== Assignment 1 ==
Answer these questions from the passage on fidelity and political reconciliation:
(a) Which Gospel verses are cited for the saying about setting men against their fathers?
(b) With what must forgiveness, reconciliation, and healing be coordinated to avoid corruption?
(c) Who is quoted as saying that justice is an essential requirement for forgiveness and reconciliation?
== Assignment 2 ==
Carry on the passage on fidelity and political reconciliation, starting after its final sentence, "We are light years away from justice."

== Extracted text ==
Premature calls for political reconciliation miss the point. At times like this, we need to remember that Jesus himself was divisive: “I came to set men against their fathers, daughters against their mothers, daughters-in-law against their mothers-in-law” (Mt 10:35; Lk 12:53). Jesus was clear that those who follow him should expect strife. When they stand in tension, fidelity is prior to reconciliation—and even its necessary condition. Forgiveness, reconciliation, and healing are central to the Gospel, but they are corrupted when not coordinated with fidelity, justice, and truth. All of us must be willing to support reasonable compromises that advance useful public policies, but only within the bounds of what is consistent with universal human dignity. We must try to understand everyone, but not turn a blind eye to bigotry. We must will the good to offenders, but not reconcile with unrepentant racists. Instead, we must struggle against injustice and those who promote or countenance it. As John Paul II insisted, wrongdoing “must be acknowledged and as far as possible corrected … [because an] essential requirement for forgiveness and reconciliation is justice.” We are light years away from justice.

== Material shown ==
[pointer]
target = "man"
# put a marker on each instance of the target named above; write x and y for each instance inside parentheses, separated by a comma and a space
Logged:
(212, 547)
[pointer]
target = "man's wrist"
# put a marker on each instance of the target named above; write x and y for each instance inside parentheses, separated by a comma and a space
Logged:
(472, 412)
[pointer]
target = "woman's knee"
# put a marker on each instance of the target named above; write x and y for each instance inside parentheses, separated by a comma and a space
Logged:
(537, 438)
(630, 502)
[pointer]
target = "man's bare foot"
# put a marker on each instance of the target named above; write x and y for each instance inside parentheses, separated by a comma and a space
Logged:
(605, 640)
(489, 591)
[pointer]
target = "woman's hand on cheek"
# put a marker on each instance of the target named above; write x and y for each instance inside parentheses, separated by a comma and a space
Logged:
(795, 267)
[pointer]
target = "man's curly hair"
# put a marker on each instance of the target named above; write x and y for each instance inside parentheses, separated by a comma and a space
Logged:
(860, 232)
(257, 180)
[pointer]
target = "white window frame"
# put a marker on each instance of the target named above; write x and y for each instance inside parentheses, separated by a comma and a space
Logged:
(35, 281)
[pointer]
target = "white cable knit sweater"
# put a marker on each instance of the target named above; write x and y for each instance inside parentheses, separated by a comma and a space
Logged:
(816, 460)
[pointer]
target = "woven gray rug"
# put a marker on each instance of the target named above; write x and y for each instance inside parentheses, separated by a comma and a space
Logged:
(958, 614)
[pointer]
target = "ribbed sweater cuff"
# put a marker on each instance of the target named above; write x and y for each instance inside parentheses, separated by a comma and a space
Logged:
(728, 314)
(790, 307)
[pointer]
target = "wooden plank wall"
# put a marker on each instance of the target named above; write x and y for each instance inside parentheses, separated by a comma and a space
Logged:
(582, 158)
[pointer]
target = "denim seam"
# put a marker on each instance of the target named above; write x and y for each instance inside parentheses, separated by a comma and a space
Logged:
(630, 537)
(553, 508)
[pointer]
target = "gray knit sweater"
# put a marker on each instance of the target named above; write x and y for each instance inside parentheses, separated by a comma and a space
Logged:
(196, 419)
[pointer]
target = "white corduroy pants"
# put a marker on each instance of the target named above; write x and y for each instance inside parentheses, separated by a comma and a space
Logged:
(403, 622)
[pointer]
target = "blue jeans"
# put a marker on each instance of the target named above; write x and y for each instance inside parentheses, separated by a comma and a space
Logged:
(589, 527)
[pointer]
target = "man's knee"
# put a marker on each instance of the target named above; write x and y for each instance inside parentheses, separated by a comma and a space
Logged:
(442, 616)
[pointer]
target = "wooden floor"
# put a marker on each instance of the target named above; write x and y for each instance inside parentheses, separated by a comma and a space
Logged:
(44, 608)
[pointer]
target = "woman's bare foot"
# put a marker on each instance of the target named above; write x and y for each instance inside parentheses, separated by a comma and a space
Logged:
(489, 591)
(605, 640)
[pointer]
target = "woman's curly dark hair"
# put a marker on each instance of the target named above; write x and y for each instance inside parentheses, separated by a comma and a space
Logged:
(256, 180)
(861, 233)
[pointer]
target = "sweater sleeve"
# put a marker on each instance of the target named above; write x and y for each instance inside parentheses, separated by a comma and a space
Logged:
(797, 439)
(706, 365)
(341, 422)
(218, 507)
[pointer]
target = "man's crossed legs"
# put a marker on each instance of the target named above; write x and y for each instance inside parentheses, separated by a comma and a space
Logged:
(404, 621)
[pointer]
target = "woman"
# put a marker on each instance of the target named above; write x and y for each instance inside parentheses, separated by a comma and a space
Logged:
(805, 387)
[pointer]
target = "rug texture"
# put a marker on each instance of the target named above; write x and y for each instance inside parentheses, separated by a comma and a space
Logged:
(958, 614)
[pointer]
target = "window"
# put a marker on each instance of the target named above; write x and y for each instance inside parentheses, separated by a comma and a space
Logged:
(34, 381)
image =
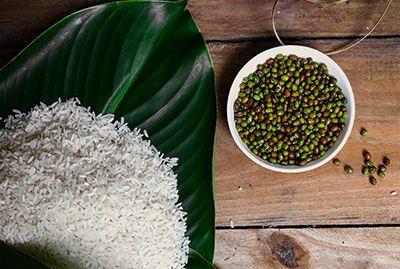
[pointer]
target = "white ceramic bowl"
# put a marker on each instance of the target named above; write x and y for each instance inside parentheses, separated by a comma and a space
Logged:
(303, 52)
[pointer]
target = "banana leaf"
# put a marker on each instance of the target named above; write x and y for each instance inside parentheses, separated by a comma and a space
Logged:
(147, 62)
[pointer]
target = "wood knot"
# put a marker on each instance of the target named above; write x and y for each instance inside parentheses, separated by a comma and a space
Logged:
(288, 251)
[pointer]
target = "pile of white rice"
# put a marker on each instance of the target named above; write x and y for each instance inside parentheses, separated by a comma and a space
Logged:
(79, 190)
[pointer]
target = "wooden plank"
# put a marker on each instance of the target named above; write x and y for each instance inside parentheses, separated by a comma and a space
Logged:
(252, 18)
(350, 248)
(22, 21)
(326, 195)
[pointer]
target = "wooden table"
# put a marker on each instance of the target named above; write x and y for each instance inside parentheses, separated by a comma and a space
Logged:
(319, 219)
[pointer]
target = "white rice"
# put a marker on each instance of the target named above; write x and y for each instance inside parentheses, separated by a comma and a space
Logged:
(79, 190)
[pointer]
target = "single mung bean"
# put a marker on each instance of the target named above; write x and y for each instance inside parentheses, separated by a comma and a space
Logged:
(279, 109)
(364, 132)
(365, 170)
(367, 155)
(382, 168)
(386, 161)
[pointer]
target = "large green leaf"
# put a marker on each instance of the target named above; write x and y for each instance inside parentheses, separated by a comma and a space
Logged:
(145, 61)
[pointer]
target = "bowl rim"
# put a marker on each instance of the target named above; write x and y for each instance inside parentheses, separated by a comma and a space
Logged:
(301, 51)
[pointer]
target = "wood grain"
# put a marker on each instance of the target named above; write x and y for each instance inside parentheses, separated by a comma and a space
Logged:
(350, 248)
(250, 196)
(326, 195)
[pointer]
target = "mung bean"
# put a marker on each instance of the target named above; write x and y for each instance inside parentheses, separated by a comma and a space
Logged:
(348, 169)
(290, 110)
(364, 132)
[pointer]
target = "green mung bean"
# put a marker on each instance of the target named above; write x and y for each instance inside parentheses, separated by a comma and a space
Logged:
(290, 110)
(373, 180)
(364, 132)
(348, 169)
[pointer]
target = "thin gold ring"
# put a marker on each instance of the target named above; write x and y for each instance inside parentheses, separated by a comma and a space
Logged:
(327, 1)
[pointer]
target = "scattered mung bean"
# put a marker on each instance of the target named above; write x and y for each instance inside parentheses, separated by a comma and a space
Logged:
(365, 170)
(369, 163)
(382, 168)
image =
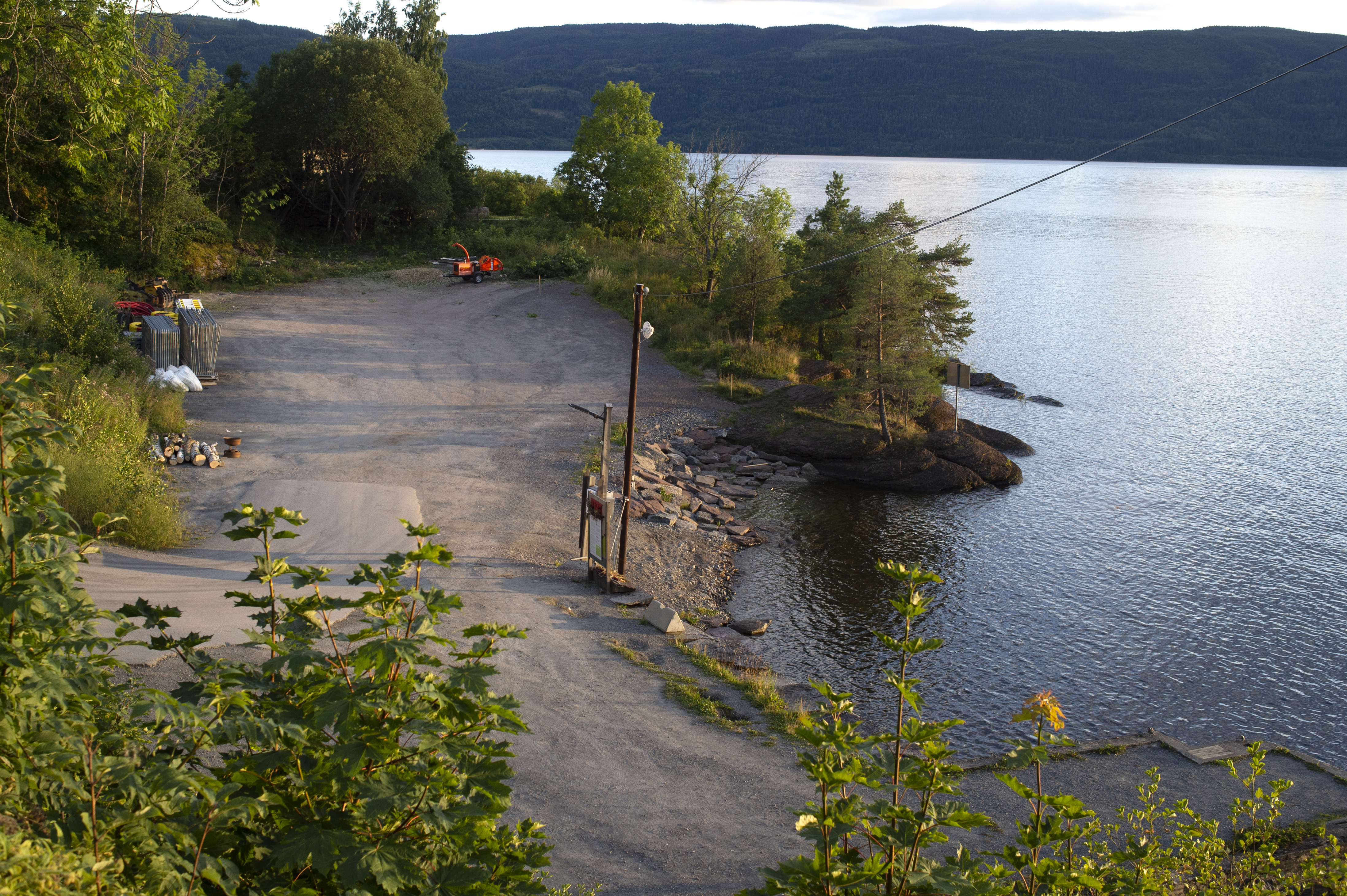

== Exercise answer 1 ==
(a) Mt 10:35 and Lk 12:53.
(b) Fidelity, justice, and truth.
(c) John Paul II.

== Exercise answer 2 ==
Non-violently resisting the actions of a morally dangerous president does not warrant treating his supporters unjustly. It is indefensible to bully those who voted for a bully. We must instead listen with compassion to his supporters to better understand their concerns and aspirations. St. Paul hit the right balance when he urged the Ephesians to “speak the truth in love” (4:15). None of us knows all truth and none of us loves with perfect purity of heart. We must all repent, exercise humility, and honestly admit our own blind spots. At the same time, we can neither ignore the grave threat of the “Trump movement” and his “alt-right” allies nor downplay the complicity of those who support them. Doing so is denial and moral evasion. This is the time for soul-searching repentance and prophetic honesty. Loyalty to Christ comes before loyalty to any other cause, including that of the “rulers of this age” (1 Cor 2:8).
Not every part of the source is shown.